Provided text:
* * * *

Under section 47(vi), capital gains arising from the transfer of assets by the amalgamating
companies to the Indian amalgamated company are exempt from tax.
Sub-section (1) of section 72A provides that where there is an amalgamation of a company,
owning an industrial undertaking or a ship or a hotel with another company or the
amalgamation of a banking company with a specified bank, then the accumulated loss and
unabsorbed depreciation of the amalgamating company shall be deemed to be the loss or
allowance for depreciation of the amalgamated company for the previous year in which
the amalgamation was effected and other provisions of the Act shall apply accordingly.
In determining the period for which a capital asset is held by an assessee, the period for
which the shares were held in the amalgamating company shall be considered. This benefi ts
the shareholders of the amalgamating company.
Where an undertaking entitled to deduction under these two sections is transferred to
another company in a scheme of amalgamation, no further deduction will be allowable to
the amalgamating companies and the provisions will apply to the amalgamated company,
as they would have to the amalgamating companies.

* * * *

Instructions:
a. Rewrite the amalgamation tax text from "Where an undertaking" to "the amalgamating companies.", putting "tax deduction" wherever "deduction" occurs.
b. According to the amalgamation tax text, what things can a company own so that its amalgamation with another company falls under sub-section (1) of section 72A? List all of them.

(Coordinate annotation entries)

* * * *

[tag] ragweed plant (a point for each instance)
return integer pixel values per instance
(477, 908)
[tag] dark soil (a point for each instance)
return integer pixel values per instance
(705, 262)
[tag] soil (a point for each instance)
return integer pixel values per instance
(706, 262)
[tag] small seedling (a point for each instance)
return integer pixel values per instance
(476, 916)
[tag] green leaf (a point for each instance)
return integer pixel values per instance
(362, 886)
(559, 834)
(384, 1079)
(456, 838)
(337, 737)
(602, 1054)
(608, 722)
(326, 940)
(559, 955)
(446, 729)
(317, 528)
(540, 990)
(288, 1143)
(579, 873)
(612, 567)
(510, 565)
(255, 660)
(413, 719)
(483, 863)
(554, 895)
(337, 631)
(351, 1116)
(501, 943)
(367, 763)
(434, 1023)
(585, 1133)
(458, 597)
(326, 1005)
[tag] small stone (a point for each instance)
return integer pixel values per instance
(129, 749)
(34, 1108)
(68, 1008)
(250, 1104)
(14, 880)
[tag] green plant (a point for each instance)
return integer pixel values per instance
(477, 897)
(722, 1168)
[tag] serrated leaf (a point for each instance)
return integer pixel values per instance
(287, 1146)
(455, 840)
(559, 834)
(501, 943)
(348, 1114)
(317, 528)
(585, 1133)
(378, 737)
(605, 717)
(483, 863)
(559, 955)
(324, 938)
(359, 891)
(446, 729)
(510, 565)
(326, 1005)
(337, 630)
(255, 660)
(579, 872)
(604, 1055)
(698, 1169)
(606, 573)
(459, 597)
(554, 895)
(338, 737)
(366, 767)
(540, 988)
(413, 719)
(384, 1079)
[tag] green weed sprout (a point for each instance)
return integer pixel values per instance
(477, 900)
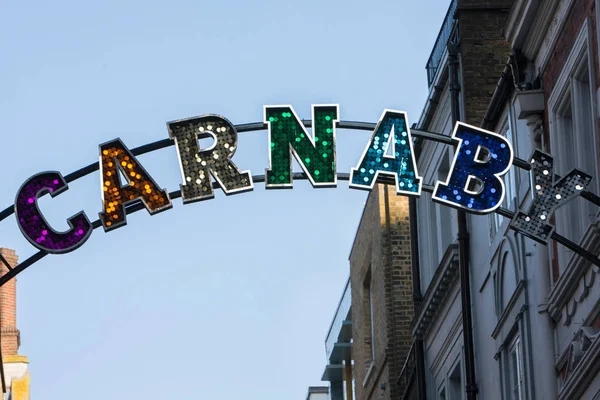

* * * *

Outputs in order:
a.
Where an undertaking entitled to tax deduction under these two sections is transferred to
another company in a scheme of amalgamation, no further tax deduction will be allowable to
the amalgamating companies and the provisions will apply to the amalgamated company,
as they would have to the amalgamating companies.

b.
- an industrial undertaking
- a ship
- a hotel